+++ INPUT RECORDS +++
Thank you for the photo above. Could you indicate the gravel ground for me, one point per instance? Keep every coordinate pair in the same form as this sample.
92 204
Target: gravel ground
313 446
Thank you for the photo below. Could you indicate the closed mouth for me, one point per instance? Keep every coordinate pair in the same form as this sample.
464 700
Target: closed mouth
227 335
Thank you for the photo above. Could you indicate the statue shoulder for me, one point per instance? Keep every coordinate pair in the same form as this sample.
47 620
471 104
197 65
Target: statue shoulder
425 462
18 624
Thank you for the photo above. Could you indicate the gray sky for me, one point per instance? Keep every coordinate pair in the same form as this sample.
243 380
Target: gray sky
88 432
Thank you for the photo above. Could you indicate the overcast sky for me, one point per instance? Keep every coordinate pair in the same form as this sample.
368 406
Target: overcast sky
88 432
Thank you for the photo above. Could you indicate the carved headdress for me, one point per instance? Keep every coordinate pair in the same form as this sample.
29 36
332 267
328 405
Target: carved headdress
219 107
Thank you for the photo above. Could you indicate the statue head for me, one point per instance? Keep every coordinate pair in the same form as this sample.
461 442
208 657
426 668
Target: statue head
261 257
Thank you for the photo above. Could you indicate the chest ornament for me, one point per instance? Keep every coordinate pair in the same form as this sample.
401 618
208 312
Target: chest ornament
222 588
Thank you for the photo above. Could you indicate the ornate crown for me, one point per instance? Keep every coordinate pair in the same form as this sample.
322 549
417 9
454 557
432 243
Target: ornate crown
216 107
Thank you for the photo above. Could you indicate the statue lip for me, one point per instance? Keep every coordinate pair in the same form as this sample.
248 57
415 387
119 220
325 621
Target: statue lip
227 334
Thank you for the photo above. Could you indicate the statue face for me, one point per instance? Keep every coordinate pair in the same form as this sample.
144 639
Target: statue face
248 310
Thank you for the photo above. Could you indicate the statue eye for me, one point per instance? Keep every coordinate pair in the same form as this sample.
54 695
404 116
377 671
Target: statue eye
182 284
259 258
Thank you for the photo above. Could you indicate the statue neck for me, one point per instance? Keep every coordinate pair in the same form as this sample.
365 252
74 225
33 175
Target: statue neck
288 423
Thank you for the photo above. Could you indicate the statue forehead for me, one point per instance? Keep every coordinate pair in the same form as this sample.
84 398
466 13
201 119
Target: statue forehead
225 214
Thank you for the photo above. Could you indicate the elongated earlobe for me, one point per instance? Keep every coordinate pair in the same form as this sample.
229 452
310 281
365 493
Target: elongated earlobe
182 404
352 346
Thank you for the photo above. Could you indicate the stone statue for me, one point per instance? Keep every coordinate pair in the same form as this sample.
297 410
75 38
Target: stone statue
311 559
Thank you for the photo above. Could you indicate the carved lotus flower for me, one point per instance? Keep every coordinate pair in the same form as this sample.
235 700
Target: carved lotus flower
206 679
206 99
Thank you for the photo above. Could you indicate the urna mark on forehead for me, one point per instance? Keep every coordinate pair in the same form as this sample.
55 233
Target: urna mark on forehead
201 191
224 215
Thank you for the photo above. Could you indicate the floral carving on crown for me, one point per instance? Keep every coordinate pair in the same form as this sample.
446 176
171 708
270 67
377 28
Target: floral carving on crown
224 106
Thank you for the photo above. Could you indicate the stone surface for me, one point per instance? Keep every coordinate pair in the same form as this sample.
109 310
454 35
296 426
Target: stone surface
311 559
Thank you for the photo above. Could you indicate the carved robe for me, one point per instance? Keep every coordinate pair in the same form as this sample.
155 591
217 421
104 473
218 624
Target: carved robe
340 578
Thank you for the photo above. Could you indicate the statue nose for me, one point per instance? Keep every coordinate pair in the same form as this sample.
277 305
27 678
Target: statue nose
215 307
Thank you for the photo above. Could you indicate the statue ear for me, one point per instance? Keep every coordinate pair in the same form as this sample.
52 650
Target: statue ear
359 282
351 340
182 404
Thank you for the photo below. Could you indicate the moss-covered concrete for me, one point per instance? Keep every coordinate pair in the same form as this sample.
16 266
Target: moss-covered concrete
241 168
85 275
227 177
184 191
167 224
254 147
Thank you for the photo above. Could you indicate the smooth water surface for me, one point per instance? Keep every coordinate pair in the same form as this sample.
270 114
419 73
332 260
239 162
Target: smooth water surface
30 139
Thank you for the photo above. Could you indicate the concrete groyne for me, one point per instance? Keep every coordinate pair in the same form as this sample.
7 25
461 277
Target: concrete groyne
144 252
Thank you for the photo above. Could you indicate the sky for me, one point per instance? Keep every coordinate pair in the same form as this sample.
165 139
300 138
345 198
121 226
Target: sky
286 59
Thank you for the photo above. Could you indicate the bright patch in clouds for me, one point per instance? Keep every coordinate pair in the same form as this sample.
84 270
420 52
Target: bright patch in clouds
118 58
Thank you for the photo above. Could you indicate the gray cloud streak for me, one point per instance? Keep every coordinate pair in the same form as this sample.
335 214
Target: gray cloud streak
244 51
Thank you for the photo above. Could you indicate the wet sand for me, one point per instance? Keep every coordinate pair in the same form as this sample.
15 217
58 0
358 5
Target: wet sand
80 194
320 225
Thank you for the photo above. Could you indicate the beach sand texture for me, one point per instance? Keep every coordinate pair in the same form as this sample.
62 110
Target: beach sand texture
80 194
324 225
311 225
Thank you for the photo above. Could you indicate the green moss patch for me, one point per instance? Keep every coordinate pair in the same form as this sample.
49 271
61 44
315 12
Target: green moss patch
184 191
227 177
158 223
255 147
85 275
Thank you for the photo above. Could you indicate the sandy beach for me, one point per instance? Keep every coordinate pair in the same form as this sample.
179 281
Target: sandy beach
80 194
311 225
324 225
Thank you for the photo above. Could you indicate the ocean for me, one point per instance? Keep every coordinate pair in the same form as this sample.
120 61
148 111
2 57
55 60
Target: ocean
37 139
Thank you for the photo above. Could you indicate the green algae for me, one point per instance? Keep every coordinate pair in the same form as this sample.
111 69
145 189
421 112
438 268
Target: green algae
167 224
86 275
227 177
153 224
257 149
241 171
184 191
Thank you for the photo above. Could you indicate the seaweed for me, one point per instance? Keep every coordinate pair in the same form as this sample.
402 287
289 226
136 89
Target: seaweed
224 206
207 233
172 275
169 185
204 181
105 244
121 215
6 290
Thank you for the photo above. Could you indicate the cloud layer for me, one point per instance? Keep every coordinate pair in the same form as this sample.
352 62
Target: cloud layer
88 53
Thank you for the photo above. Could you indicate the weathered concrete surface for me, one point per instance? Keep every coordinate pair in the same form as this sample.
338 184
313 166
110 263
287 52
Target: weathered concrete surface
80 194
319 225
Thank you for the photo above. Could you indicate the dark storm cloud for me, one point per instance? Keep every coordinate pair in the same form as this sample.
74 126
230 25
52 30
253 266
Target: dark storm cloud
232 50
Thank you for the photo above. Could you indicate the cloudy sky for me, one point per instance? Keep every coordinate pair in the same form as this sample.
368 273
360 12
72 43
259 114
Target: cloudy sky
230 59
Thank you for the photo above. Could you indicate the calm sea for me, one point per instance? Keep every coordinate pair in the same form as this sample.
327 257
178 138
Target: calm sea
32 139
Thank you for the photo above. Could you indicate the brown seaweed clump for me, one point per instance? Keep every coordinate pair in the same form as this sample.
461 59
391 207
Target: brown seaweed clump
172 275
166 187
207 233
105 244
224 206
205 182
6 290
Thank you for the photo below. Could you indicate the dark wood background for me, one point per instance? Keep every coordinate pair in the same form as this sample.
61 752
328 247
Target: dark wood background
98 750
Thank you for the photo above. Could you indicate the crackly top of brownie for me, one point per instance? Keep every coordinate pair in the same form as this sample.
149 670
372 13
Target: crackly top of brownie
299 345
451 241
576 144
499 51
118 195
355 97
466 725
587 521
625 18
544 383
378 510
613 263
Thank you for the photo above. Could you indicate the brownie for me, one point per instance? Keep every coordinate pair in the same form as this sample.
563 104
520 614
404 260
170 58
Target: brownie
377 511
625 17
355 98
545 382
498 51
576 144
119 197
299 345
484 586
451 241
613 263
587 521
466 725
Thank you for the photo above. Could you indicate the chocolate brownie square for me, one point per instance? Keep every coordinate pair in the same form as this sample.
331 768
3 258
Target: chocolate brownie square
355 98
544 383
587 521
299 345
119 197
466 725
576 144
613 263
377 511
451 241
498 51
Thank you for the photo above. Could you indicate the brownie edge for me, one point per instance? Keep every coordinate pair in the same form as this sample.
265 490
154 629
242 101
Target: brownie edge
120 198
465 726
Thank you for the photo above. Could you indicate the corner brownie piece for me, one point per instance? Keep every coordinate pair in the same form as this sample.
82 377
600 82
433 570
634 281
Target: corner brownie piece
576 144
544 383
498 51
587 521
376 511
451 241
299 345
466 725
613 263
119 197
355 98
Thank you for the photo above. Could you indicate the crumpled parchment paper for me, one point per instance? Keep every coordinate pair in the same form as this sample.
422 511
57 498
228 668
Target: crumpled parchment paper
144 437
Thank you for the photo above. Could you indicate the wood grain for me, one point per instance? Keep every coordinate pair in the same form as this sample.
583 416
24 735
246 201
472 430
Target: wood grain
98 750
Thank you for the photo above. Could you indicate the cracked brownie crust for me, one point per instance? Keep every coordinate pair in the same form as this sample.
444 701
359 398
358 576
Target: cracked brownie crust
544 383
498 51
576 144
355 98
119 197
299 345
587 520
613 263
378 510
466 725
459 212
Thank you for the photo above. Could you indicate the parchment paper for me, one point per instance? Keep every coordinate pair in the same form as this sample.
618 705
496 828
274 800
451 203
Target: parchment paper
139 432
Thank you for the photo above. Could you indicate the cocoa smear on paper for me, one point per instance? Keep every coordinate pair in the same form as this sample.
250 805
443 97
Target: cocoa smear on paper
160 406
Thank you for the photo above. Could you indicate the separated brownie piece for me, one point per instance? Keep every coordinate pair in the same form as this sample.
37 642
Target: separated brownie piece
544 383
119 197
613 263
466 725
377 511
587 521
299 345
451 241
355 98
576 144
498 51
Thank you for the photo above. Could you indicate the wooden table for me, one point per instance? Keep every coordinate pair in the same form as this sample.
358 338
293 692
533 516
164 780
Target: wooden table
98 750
+++
_TASK REQUIREMENTS_. Copy exactly, and only, the lines from the one containing "Thank you for the photo above. Could you indicate the parchment" through the last line of the listing.

_FINAL RESULT_.
Thank you for the photo above. Could you indicate the parchment paper for me, one point per instance? Keep every coordinate pair in the same form as this sample.
618 705
496 828
274 800
451 203
Target: parchment paper
139 432
Thank you for the photo above. Could you indicate the cocoa smear on paper for me, one point per instance? Keep every coordinate pair in the same form as this sample.
250 805
443 97
Target: cocoa smear on paper
160 406
Thank you for the photo above. Could you indicate the separated brownie piece for me, one point per instance? Keep every coordinate pair in the same form as this sample.
37 642
Target: separated brownie piece
544 383
119 197
613 263
466 725
377 511
587 521
299 345
451 241
355 98
576 144
498 51
Thank you for the photo above. Could you indicate the wooden table for me, one point per instance? Keep every coordinate pair in the same form as this sample.
358 338
293 692
533 516
164 780
Target: wooden table
98 750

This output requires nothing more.